* Start EXERCISE DATA *

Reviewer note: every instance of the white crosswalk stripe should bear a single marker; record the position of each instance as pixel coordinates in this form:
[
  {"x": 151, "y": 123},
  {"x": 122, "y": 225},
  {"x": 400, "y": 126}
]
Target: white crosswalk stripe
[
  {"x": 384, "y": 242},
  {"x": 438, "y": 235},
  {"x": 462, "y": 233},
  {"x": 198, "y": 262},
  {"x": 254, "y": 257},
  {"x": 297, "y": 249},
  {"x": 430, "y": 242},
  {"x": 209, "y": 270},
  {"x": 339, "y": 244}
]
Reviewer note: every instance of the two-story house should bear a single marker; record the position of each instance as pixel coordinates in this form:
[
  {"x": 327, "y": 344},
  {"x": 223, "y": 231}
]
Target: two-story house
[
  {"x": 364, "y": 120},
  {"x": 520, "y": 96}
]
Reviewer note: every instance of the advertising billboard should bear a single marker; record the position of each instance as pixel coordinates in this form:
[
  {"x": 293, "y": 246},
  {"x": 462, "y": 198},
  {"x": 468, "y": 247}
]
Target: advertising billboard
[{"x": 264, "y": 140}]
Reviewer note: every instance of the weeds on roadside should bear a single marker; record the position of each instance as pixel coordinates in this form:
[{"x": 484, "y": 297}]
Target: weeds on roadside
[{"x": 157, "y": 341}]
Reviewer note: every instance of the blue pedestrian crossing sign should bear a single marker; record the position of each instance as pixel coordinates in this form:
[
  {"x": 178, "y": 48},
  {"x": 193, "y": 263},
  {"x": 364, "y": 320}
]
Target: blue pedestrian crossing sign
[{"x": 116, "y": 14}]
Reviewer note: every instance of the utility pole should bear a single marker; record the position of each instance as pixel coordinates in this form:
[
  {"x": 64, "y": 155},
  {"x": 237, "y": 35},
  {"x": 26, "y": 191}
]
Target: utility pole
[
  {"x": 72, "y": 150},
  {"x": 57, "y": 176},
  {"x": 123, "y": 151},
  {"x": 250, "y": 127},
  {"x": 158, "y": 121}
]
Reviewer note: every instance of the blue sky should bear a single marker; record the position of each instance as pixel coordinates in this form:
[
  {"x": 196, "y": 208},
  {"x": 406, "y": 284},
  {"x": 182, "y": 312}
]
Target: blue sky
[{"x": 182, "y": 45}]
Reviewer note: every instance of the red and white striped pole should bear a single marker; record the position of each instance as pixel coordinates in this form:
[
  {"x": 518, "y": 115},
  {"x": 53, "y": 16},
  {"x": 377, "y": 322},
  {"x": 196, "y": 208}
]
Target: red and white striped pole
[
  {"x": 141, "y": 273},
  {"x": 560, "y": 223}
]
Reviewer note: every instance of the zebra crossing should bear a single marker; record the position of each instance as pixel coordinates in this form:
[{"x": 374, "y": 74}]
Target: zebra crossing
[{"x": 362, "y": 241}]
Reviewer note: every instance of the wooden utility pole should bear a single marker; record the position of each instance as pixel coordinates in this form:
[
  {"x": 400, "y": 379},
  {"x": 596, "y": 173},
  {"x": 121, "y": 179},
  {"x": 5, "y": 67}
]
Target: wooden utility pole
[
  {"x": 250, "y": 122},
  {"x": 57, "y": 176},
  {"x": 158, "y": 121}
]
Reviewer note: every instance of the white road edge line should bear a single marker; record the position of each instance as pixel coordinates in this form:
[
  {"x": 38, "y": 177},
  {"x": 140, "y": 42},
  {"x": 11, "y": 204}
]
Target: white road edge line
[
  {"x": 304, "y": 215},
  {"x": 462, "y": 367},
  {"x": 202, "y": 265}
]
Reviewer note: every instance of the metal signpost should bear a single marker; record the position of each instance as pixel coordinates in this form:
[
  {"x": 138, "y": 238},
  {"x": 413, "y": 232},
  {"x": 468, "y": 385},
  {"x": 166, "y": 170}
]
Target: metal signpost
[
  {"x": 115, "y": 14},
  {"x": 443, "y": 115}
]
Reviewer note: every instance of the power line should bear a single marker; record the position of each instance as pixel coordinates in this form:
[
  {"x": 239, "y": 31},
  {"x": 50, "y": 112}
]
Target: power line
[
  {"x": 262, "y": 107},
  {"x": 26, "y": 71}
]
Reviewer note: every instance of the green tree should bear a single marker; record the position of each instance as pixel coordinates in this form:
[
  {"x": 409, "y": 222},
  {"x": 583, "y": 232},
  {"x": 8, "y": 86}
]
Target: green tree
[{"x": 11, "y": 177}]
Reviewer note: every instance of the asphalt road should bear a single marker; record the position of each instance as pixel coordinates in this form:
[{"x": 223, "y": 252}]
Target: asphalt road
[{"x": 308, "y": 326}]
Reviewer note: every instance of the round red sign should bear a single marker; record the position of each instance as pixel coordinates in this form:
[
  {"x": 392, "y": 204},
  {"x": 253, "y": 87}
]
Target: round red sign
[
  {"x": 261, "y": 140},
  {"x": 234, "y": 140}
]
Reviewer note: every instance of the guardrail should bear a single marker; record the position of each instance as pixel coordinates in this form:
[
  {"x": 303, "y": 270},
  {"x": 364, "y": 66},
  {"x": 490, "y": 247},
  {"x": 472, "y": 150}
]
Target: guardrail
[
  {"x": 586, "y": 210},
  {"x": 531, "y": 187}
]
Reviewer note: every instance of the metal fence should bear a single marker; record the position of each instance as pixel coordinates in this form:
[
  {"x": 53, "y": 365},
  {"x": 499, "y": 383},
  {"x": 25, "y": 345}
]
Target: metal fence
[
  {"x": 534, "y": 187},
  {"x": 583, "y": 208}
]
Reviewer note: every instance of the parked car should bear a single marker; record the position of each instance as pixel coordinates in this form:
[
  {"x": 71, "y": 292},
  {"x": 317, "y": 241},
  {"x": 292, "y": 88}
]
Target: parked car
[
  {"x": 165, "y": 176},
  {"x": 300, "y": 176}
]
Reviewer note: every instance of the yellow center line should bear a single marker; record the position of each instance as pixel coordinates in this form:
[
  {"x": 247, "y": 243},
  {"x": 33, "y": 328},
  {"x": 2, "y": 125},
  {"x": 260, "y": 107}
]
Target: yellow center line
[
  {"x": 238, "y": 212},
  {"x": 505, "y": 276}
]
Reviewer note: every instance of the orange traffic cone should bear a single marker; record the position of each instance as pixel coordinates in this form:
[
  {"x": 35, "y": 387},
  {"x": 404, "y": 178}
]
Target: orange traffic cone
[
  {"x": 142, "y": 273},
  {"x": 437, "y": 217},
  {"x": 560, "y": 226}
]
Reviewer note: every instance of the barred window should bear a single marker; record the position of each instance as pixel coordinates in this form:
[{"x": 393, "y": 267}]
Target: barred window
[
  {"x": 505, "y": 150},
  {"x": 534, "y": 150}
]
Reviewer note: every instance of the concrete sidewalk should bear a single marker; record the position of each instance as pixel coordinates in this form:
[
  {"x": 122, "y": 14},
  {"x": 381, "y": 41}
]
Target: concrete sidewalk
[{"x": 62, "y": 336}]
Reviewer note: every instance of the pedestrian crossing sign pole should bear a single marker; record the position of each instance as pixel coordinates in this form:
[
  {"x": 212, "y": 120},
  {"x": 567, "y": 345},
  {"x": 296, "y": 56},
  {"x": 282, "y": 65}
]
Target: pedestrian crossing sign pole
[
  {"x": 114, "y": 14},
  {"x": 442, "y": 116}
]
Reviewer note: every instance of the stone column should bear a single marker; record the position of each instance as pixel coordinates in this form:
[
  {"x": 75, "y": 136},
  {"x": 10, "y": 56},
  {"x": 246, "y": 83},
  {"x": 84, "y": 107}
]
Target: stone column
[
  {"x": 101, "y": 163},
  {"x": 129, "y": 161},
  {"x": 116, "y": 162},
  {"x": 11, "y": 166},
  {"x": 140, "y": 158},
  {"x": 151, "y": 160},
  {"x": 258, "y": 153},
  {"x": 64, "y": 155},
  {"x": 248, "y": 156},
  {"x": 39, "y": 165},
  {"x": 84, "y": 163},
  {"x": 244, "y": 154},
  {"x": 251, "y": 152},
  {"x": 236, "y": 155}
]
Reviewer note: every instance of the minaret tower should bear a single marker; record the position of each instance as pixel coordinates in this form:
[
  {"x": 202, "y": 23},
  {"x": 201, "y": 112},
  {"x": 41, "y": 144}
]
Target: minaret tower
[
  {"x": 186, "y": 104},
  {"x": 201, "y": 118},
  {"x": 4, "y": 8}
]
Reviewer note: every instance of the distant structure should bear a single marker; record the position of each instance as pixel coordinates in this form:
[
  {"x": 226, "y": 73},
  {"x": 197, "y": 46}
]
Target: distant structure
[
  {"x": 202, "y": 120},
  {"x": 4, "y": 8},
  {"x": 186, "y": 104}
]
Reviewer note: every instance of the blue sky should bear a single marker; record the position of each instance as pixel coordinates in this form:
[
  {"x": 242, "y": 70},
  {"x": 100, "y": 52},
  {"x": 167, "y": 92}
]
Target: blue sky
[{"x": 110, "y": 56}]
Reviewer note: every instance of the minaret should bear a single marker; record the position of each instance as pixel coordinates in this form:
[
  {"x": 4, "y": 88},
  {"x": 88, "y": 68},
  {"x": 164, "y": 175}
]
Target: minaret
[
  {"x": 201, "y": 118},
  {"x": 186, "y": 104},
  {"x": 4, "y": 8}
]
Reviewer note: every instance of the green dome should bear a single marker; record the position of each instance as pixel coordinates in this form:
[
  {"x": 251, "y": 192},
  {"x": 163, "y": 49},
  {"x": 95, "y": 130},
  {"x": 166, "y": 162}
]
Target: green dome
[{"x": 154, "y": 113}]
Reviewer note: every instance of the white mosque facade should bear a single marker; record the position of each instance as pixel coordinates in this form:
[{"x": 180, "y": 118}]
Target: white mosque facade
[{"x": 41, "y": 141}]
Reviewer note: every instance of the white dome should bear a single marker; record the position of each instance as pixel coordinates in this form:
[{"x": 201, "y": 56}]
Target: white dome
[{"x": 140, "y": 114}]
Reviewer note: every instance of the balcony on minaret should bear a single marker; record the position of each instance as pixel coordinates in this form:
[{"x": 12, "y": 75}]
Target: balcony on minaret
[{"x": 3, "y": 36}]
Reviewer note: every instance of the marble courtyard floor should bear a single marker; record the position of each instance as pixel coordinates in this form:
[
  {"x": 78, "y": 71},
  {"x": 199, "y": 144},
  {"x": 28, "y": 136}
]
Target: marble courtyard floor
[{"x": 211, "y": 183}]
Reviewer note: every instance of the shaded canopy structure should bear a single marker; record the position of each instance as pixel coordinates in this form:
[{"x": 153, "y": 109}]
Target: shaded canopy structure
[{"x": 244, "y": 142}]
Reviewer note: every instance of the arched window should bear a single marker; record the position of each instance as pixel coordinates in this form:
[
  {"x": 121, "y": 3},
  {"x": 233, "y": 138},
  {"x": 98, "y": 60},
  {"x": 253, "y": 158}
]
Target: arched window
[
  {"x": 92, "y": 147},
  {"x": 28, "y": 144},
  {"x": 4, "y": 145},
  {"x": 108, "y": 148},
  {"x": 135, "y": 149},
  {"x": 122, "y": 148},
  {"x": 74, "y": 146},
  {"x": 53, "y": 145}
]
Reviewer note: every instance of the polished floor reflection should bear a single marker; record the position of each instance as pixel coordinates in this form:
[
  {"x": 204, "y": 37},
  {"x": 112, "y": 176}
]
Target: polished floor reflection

* End EXERCISE DATA *

DIRECTION
Copy out exactly the lines between the line with "Reviewer note: every instance of the arched" and the last line of the entries, counting both of those lines.

FULL OUTPUT
Reviewer note: every instance of the arched window should bear a single marker; record the position of each instance as pixel coordinates in this form:
[
  {"x": 121, "y": 3},
  {"x": 233, "y": 138},
  {"x": 98, "y": 60},
  {"x": 253, "y": 158}
]
Target: arched window
[
  {"x": 92, "y": 147},
  {"x": 28, "y": 144},
  {"x": 4, "y": 145},
  {"x": 108, "y": 148},
  {"x": 135, "y": 149},
  {"x": 122, "y": 148},
  {"x": 74, "y": 146},
  {"x": 53, "y": 145}
]
Reviewer note: every instance of the polished floor reflection should bear a single marker; record the position of each instance as pixel coordinates in this form:
[
  {"x": 204, "y": 37},
  {"x": 112, "y": 176}
]
Target: polished floor reflection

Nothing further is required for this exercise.